DOCUMENT EXCERPT:
———

A new vision on nanocatalysts

The project Nanos-on-Wings concerned the synthesis of small metal nanoparticles in a controlled manner with the aim to use them in catalysis. It is known from surface chemistry of heterogeneous catalysts that metal different surfaces may display different catalytic properties. In recent years it has been recognized that giant clusters or small metal nanoparticles (typically 50–500 metal atoms) hold the promise that their catalytic properties may be completely different from those of their bulk analogs or their monometallic complexes, in addition to the fact that a much larger proportion of the metal is at the surface and thus a higher activity per metal is achieved. In our approach we have combined the tools of homogeneous and heterogeneous catalysis to obtain the best of two worlds. The major topic we have studied is the effect that ligands may exert on metal nanoparticles in, preferably heterogeneous catalytic reactions. The ligands serve at least two purposes, they change the catalytic properties of the metal and they stabilize the nanoparticles, in the same sense that ligands stabilize monometallic molecules. The use of ligands has been explored and utilized by all scientists working in this area, because in the absence of stabilizers the small particles will condense to the more stable larger particles, as monometallic particles would do. It is known that the stabilizers, ligands in our terminology, control the size and the shape of the nanoparticles during their formation. In addition the ligands can carry more functional groups that can participate in the catalytic processes. Ligands may also coordinate selectively to specific sites of the nanoparticle thus blocking certain reactions that take place on these sites.

———

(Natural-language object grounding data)
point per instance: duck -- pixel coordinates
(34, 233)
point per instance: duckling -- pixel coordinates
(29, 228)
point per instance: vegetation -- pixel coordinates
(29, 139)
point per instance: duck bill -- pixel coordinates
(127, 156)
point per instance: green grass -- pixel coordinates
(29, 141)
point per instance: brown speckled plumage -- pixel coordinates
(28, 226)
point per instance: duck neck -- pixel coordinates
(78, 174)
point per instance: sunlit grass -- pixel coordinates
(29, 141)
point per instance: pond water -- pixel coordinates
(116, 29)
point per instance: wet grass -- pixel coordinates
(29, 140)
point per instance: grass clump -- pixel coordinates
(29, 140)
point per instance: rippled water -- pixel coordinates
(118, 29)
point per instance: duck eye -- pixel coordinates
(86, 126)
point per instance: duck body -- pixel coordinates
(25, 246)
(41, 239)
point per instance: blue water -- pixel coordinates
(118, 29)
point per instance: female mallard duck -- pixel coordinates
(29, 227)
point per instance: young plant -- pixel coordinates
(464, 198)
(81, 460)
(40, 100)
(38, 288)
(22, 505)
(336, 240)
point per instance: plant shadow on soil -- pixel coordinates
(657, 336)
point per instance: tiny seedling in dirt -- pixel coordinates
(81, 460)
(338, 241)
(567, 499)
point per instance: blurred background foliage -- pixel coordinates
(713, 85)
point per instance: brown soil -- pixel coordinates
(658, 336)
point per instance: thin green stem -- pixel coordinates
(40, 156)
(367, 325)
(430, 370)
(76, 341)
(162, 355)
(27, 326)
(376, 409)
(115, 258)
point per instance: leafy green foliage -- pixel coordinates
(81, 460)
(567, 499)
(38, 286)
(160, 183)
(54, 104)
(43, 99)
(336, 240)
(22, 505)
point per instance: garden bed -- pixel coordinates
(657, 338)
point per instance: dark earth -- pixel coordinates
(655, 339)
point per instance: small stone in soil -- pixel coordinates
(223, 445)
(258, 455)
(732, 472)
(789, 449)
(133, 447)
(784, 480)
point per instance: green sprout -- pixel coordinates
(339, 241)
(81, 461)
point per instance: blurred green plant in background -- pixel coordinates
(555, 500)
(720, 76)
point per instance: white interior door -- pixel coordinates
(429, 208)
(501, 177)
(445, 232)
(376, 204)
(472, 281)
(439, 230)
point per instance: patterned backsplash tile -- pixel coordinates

———

ASSIGNMENT:
Resume the passage on ligand-stabilized metal nanocatalysts, starting after its final sentence about ligands blocking reactions at specific sites.

RESULT OF THE TASK:
A range of ligands has been investigated for RuNPs and RuPtNPs and indeed the catalytic activity for hydrogenation varied enormously with the nature of the ligand, the substrate and the solvent. New phosphine ligands were designed and synthesized carrying wings that were thought to protect the nanoparticles. Several known carbene ligands carrying wings were applied on NMPs for the first time. As the ligands change during the preparation process it was important to establish their nature on the actual nanoparticle catalyst, also after the catalysis. A variety of state-of-the-art spectroscopic techniques were used to ascertain the bonding mode to the metal and the nature of the ligands, and also the dynamics of the species at the surface.
It was found that for arene hydrogenation the strongest donor ligands gave the fastest catalysts, but unfortunately they are also the least stable. However, the second best systems still are the fastest catalysts known today per gram of metal used. An immobilized version gave unusually high rates and for this one we applied for a patent.
During the hydrogenation studies of organic substrates by ruthenium nanoparticles we found a new reaction to forma pyrazines from diketones, which was found to be a reaction that only took place when nanoparticles were used and not for any other catalyst, be they homogeneous or heterogeneous. The products are useful in medicinal chemistry.
Selective hydrogenations of substrates containing more unsaturated groups were studied and interesting selectivities were found. Amongst these substrates also bio-feedstocks were hydrogenated and remarkable selectivities were observed in some cases. A new gold catalyst was developed using ligands not earlier used in metal nanoparticle research that selectively only catalyses the hydrogenation of aldehydes. However, when electron rich ligands were used, gold returned to its common activity for nitro reduction and the selectivity of the catalyst was lost for substrates that contain both functional groups.
We found an easy and reproducible low temperature process for the tunable synthesis of monodisperse, high quality iron carbide and iron/iron carbides nanocrystals, air-stable after some initial losses and displaying excellent magnetic properties with tunable magnetic anisotropy. These particles have no precedent. Like for the other nanoparticles the synthesis is based on an organometallic approach, unprecedented in this instance. Several new spectroscopic techniques were explored and one of them was entirely new which gave our results an extra push forward.
In summary with new nanoparticles in hand, new synthetic routes developed, state-of-the-art spectroscopy applied, we have made major progress in the field.